• _Text_
MHARR’s Petition, accordingly, seeks to restore section 604 (b)(6) to its original meaning – as written by Congress – to protect manufacturers and consumers from the imposition of basis and needlessly costly regulatory mandates in violation of its consensus review and rulemaking requirements. And while the original effort to negate section 604 (b)(6) as written can be attributed to HUD regulators and contractors trying to cut corners to deliver lucrative new “duties” to those contractors with absolutely no basis in law, the resulting abuses have been perpetuated with the aid and assistance of the usual “go-along” segment of the industry, which has baselessly opposed prior MHARR reform efforts. MHARR’s Petition seeks to end this gamesmanship by requiring specific regulations for “guidance” documents consistent with section 604 (b)(6) of the 2000 reform law and EO 13891.

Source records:
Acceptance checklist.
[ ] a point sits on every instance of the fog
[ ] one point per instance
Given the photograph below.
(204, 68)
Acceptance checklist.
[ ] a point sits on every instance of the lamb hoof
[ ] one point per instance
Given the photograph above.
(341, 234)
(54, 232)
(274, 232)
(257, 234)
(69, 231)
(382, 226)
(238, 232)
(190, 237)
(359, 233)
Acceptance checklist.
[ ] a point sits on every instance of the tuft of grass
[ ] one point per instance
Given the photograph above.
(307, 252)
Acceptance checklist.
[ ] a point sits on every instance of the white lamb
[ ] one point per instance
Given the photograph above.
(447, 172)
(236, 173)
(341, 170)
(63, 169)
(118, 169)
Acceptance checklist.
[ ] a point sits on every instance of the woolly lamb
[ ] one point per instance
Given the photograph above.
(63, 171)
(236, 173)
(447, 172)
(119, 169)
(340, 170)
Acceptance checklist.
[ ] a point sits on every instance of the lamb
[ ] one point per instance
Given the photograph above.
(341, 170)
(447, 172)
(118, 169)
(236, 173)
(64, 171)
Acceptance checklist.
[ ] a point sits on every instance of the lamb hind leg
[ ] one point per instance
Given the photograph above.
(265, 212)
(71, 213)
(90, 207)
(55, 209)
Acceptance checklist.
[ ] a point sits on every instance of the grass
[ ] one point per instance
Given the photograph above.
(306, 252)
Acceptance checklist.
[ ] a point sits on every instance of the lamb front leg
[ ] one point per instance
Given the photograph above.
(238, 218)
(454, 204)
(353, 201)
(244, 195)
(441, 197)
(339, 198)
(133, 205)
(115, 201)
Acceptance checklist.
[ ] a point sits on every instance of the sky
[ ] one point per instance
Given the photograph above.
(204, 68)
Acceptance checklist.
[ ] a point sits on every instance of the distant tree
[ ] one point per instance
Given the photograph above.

• _Given problem_
Condense the paragraph in the text on MHARR's petition beginning "MHARR’s Petition, accordingly," into a short bulleted list of its main facts.

• _Exercise solution_
- MHARR's Petition aims to restore section 604 (b)(6) to its original meaning as written by Congress.
- The goal is to protect manufacturers and consumers from needlessly costly regulatory mandates imposed in violation of the section's consensus review and rulemaking requirements.
- The original effort to negate section 604 (b)(6) is attributed to HUD regulators and contractors cutting corners to deliver lucrative new "duties" to those contractors, with no basis in law.
- The resulting abuses have been perpetuated with help from the "go-along" segment of the industry, which has opposed prior MHARR reform efforts.
- The Petition seeks to end this by requiring specific regulations for "guidance" documents, consistent with section 604 (b)(6) of the 2000 reform law and EO 13891.